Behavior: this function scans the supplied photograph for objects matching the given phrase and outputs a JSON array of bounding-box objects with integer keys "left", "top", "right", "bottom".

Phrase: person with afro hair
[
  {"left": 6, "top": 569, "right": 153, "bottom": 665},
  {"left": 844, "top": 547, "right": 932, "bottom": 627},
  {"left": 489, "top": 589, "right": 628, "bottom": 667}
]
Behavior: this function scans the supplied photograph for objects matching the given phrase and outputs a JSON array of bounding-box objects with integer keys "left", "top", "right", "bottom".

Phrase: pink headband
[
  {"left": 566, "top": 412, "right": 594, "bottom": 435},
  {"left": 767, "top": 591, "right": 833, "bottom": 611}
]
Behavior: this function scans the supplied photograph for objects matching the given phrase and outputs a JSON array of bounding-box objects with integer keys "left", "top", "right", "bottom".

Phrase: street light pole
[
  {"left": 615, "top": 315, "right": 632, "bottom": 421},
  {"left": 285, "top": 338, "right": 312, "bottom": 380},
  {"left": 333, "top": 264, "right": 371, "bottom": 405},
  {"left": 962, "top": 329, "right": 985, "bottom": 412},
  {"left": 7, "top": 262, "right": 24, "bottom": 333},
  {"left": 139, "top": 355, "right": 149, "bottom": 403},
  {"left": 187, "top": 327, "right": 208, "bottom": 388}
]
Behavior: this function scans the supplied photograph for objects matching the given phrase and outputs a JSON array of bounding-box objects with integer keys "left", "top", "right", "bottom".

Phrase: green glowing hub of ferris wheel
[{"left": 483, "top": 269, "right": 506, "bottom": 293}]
+===+
▶ [DIRECTIVE] Recast every line of the listing above as a numbered list, leaving out the blank lines.

▶ [ANSWER BELOW]
1. Behavior: this function scans the supplied photograph for objects matching the given phrase and outputs a JSON array of bounding-box objects with integer keys "left", "top", "right", "bottom".
2. Phrase: person with afro hair
3. [
4.   {"left": 6, "top": 569, "right": 153, "bottom": 665},
5.   {"left": 844, "top": 547, "right": 932, "bottom": 627},
6.   {"left": 489, "top": 589, "right": 628, "bottom": 667}
7. ]
8. Behavior: this function scans the supplied photograph for objects matching the given phrase and outputs a JSON array of bounding-box objects with integer keys "left", "top", "right", "bottom".
9. Phrase: pink headband
10. [
11.   {"left": 566, "top": 412, "right": 594, "bottom": 435},
12.   {"left": 767, "top": 591, "right": 833, "bottom": 611}
13. ]
14. Behavior: this function scans the supplied photograph for objects matching the given phrase and outputs a JSON array of bounding-box objects with integer keys "left", "top", "right", "bottom".
15. Phrase: street light pole
16. [
17.   {"left": 615, "top": 315, "right": 632, "bottom": 421},
18.   {"left": 285, "top": 338, "right": 312, "bottom": 380},
19.   {"left": 333, "top": 264, "right": 371, "bottom": 405},
20.   {"left": 962, "top": 329, "right": 985, "bottom": 412},
21.   {"left": 7, "top": 262, "right": 24, "bottom": 333},
22.   {"left": 139, "top": 355, "right": 149, "bottom": 403},
23.   {"left": 187, "top": 327, "right": 208, "bottom": 388}
24. ]
25. Behavior: this function scans the supplied photograph for objects matching the given phrase and outputs a JSON array of bounding-box objects with integer keys "left", "top", "right", "bottom".
26. Phrase: green glowing hub of ferris wheel
27. [{"left": 483, "top": 269, "right": 506, "bottom": 293}]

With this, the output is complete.